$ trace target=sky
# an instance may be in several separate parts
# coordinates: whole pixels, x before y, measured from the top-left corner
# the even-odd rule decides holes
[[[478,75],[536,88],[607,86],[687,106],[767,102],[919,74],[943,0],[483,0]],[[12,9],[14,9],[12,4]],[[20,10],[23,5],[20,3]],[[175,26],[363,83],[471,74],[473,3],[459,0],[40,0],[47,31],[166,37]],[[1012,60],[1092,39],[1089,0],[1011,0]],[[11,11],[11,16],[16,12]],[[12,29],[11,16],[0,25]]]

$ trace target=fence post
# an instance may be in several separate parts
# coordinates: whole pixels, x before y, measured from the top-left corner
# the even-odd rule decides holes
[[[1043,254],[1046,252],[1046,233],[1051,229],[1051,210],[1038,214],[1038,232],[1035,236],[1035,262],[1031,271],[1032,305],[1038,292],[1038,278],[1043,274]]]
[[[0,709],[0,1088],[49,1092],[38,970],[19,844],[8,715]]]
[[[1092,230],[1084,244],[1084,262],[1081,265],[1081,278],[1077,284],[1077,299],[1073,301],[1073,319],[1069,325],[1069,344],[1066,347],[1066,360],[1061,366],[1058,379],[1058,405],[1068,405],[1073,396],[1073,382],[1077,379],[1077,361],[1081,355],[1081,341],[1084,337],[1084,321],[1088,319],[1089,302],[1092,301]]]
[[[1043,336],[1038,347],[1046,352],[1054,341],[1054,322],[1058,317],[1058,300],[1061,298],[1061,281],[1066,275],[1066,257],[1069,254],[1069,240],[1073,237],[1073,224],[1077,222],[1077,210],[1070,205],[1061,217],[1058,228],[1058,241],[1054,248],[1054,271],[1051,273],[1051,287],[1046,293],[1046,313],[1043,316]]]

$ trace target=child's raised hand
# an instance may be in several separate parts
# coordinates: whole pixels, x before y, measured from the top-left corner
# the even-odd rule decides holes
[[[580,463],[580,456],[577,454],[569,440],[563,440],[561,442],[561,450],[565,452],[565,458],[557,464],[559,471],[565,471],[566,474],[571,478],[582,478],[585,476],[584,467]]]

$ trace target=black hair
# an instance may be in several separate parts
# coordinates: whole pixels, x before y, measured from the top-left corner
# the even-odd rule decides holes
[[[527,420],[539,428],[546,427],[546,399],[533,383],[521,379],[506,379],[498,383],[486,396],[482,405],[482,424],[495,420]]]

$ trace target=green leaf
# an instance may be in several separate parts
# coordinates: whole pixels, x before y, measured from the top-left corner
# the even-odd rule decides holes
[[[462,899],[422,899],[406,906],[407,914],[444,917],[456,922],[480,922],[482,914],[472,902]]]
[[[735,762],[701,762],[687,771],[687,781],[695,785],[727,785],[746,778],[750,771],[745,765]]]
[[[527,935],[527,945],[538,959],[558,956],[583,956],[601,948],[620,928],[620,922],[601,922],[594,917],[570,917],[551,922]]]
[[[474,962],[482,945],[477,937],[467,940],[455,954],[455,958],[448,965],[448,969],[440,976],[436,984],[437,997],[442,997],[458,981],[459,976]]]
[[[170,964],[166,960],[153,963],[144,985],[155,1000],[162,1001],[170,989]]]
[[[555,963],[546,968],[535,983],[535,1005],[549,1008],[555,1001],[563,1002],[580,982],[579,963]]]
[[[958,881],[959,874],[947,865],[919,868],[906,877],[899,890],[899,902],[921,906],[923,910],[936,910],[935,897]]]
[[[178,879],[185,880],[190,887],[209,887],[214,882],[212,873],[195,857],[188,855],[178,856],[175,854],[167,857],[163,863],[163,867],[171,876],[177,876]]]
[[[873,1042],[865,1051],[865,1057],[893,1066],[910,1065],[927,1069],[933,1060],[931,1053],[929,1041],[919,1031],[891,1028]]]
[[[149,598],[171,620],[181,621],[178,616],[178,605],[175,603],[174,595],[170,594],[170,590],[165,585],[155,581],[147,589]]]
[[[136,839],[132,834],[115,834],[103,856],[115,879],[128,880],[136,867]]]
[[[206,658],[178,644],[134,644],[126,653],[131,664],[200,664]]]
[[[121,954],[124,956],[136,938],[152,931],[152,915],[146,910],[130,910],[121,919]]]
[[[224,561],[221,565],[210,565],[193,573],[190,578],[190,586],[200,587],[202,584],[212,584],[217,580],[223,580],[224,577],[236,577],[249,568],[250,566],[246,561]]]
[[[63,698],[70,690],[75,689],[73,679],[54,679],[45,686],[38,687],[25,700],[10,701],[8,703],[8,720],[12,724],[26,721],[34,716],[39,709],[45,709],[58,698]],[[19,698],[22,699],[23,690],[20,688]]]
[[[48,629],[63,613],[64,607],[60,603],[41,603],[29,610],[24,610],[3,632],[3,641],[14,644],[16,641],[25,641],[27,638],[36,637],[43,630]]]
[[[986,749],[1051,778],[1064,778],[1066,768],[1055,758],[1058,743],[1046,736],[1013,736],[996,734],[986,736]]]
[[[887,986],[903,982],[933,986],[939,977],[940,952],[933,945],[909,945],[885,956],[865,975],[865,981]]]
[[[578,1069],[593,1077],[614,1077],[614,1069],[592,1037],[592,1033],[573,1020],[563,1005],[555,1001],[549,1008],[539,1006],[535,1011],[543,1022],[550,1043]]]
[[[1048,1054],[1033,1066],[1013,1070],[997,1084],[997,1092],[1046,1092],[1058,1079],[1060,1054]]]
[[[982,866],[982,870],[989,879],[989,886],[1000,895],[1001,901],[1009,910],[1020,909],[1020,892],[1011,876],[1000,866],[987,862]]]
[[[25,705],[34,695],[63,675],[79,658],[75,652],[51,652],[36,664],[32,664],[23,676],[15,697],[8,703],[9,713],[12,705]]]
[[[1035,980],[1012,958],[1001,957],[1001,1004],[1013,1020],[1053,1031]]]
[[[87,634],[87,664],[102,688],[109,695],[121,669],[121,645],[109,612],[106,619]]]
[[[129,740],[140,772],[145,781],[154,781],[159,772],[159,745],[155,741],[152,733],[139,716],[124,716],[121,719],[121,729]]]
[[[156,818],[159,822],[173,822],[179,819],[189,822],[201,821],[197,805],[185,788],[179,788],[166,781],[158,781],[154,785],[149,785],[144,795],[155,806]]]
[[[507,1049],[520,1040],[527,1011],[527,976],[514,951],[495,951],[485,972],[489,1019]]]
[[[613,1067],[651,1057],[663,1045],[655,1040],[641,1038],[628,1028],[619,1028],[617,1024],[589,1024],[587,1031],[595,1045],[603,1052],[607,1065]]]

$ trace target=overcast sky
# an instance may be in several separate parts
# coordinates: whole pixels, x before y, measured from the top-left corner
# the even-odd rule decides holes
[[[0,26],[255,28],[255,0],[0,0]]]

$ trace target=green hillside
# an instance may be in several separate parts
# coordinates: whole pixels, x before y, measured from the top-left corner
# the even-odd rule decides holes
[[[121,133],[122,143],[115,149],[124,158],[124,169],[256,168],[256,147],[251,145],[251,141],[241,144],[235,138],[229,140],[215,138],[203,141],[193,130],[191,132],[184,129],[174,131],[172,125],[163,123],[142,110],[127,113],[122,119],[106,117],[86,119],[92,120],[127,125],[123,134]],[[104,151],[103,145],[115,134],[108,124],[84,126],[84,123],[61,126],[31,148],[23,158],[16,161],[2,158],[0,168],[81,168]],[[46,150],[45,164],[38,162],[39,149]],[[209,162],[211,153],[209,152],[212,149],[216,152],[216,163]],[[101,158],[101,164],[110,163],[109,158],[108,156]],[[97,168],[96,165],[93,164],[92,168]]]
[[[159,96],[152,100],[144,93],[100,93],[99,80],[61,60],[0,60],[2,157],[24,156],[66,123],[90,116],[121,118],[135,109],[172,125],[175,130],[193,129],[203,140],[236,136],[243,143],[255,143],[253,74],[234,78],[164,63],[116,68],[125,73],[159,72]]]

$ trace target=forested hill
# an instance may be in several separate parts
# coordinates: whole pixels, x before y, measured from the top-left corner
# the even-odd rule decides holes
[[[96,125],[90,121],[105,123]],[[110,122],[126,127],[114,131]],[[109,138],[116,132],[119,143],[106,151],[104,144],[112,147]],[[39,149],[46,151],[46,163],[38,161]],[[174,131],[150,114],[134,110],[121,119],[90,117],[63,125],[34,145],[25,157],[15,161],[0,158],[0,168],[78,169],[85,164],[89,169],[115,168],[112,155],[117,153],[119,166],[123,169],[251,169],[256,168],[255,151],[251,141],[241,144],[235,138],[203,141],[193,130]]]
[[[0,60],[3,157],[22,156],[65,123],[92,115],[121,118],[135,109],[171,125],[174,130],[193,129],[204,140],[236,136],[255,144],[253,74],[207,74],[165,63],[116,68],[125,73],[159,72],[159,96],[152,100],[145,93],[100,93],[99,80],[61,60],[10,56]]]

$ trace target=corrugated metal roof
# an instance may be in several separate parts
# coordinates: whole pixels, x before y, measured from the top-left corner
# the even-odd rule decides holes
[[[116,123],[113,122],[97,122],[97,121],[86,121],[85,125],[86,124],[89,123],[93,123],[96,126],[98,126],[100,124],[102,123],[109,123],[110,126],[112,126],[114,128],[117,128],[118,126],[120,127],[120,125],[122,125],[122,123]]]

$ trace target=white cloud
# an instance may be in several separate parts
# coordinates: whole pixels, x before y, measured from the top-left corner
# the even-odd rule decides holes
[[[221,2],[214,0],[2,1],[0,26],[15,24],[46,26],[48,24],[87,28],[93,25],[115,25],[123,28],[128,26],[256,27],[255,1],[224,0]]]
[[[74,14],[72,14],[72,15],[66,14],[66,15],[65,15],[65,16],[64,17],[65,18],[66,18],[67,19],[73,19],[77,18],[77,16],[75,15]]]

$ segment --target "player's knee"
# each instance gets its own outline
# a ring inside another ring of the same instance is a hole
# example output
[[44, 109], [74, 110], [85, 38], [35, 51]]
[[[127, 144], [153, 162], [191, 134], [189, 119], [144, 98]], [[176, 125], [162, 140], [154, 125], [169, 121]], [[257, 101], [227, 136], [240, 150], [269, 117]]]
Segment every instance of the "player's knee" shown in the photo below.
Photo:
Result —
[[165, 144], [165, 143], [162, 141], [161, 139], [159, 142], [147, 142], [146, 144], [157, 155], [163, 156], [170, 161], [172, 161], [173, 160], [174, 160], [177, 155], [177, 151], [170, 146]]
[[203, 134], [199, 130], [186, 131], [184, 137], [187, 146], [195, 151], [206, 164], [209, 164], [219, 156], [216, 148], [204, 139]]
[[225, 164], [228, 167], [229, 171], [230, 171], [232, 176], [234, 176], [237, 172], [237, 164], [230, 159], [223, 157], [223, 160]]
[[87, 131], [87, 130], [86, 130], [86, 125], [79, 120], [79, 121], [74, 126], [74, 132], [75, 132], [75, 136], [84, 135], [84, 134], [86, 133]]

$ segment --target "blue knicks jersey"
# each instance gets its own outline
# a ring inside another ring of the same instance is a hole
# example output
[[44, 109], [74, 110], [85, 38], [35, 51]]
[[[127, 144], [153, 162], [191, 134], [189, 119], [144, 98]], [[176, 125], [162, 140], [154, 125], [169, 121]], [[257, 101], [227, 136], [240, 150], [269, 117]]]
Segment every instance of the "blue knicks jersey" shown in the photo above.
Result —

◇ ◇ ◇ ◇ ◇ ◇ ◇

WHAT THE TASK REQUIRES -
Could you rewrite the stretch of lines from the one containing "trace target=overcast sky" through the one containing "[[[0,26],[255,28],[255,0],[0,0]]]", requests included, multiplying every coordinate in the answers by 1.25 and rounding to whole numbers with halves going up? Include both end lines and no others.

CORRECT RESULT -
$ trace target=overcast sky
# an instance may be in several separate parts
# coordinates: whole pixels, x before y, measured from the top-left corner
# the even-odd rule decides holes
[[[0,33],[319,35],[319,0],[0,0]]]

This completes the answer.